#### [Exercise task]
Copy the data from the line containing "Could you please" through the end of the data, swapping "forest" for "woodland" and leaving everything else as it is.

--- START Information given ---

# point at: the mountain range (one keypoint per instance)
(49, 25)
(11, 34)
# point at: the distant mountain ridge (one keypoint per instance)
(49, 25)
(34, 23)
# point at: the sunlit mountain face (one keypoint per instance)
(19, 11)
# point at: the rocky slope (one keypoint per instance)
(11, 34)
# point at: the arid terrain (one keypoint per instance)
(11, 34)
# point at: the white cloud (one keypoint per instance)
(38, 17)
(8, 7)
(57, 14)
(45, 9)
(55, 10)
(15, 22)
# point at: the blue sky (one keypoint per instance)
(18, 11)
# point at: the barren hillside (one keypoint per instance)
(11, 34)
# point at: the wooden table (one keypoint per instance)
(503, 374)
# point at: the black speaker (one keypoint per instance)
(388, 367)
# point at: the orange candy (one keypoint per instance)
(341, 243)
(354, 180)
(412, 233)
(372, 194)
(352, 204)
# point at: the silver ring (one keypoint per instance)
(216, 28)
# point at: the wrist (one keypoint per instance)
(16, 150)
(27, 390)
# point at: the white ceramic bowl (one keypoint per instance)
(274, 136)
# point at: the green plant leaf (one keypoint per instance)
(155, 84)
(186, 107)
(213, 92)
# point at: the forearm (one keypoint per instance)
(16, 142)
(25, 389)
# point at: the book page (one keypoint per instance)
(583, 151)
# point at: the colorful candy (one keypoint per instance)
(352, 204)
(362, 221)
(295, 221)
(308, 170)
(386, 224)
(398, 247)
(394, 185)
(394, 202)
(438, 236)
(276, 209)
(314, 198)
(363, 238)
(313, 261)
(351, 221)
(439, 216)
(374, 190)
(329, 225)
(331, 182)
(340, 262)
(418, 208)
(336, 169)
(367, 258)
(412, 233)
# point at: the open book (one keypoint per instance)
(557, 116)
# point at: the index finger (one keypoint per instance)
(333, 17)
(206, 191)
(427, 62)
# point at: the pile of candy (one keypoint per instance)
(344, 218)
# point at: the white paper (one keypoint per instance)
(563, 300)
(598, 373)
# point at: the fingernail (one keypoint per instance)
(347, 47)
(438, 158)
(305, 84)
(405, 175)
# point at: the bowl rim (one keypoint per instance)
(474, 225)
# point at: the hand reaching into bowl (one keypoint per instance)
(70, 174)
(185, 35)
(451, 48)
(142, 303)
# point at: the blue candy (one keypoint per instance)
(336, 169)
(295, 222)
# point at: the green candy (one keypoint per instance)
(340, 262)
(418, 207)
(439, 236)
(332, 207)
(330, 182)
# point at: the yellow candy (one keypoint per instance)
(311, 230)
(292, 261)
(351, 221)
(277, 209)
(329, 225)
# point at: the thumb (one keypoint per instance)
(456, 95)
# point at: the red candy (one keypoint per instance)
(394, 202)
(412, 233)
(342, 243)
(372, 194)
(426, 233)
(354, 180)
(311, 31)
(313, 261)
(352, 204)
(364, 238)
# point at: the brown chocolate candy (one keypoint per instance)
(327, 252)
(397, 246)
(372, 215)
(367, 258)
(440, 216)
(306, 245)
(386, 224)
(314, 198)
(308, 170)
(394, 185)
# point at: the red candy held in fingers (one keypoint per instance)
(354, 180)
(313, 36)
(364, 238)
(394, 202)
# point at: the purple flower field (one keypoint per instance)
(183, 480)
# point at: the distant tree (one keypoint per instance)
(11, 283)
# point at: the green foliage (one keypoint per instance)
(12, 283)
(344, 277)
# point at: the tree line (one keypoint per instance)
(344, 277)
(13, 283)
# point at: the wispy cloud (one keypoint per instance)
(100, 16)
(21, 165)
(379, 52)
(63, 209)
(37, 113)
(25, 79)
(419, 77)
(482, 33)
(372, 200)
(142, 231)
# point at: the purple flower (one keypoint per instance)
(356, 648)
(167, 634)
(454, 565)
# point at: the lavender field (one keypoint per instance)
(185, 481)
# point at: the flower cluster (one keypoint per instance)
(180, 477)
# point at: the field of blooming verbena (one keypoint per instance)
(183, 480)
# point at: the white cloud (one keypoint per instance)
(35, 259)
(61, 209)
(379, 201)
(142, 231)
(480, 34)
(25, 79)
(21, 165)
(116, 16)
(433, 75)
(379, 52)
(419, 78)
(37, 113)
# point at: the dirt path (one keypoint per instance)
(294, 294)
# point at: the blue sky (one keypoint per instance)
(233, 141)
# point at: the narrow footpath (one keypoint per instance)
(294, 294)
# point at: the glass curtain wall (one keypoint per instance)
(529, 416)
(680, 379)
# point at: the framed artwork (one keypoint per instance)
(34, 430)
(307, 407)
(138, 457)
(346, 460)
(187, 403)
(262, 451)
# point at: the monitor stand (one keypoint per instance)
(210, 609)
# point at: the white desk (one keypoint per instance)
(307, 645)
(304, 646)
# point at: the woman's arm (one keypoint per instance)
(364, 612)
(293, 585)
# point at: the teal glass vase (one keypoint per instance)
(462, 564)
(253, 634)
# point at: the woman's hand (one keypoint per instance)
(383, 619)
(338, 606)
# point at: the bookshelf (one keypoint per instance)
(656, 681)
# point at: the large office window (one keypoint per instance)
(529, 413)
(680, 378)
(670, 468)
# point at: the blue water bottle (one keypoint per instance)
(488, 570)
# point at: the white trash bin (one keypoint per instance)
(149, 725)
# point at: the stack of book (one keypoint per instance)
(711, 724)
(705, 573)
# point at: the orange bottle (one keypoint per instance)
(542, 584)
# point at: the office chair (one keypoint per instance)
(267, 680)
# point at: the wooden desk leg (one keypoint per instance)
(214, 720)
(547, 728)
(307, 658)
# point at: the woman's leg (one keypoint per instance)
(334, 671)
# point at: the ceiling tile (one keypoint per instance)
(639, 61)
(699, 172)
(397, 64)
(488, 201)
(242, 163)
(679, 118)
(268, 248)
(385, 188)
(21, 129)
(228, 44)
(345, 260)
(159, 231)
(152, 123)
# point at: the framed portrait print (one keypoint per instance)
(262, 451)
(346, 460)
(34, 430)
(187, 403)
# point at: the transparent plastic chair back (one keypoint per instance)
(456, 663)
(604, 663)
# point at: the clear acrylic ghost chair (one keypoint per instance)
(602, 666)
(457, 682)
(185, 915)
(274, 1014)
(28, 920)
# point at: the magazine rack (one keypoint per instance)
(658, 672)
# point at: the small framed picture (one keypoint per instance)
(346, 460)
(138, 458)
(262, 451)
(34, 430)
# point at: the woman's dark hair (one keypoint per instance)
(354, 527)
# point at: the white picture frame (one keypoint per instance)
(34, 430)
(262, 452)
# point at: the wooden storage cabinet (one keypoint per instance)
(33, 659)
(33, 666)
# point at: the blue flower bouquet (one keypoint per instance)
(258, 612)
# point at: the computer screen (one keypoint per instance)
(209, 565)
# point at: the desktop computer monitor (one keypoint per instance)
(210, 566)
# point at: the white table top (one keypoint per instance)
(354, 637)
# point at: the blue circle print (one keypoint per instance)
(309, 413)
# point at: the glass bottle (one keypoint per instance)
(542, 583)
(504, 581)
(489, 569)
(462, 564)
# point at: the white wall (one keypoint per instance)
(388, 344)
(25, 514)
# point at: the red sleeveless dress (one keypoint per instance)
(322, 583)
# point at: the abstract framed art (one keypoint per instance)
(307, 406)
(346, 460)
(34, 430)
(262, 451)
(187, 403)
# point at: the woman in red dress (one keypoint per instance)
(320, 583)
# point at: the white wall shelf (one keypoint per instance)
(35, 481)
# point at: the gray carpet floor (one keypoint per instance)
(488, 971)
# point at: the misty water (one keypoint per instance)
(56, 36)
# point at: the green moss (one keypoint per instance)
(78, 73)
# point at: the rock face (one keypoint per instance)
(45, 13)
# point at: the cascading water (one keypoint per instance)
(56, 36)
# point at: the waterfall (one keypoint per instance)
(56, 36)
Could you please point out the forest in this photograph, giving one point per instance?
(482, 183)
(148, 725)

--- END Information given ---

#### [The response]
Could you please point out the woodland in this photograph, giving one point per instance?
(482, 183)
(148, 725)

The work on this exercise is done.